#### Dataset extract
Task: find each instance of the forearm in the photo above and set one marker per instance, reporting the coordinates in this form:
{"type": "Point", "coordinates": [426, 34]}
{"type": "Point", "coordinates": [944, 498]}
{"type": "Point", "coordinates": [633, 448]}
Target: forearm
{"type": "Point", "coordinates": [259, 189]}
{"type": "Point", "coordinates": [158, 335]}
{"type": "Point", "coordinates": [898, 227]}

#### What to do
Every line of the data is to be retyped without alteration.

#### Result of this task
Task: find each instance of the forearm in the photo above and set one marker per instance, reporting the coordinates in this form:
{"type": "Point", "coordinates": [426, 34]}
{"type": "Point", "coordinates": [944, 498]}
{"type": "Point", "coordinates": [633, 448]}
Target: forearm
{"type": "Point", "coordinates": [259, 189]}
{"type": "Point", "coordinates": [158, 335]}
{"type": "Point", "coordinates": [898, 227]}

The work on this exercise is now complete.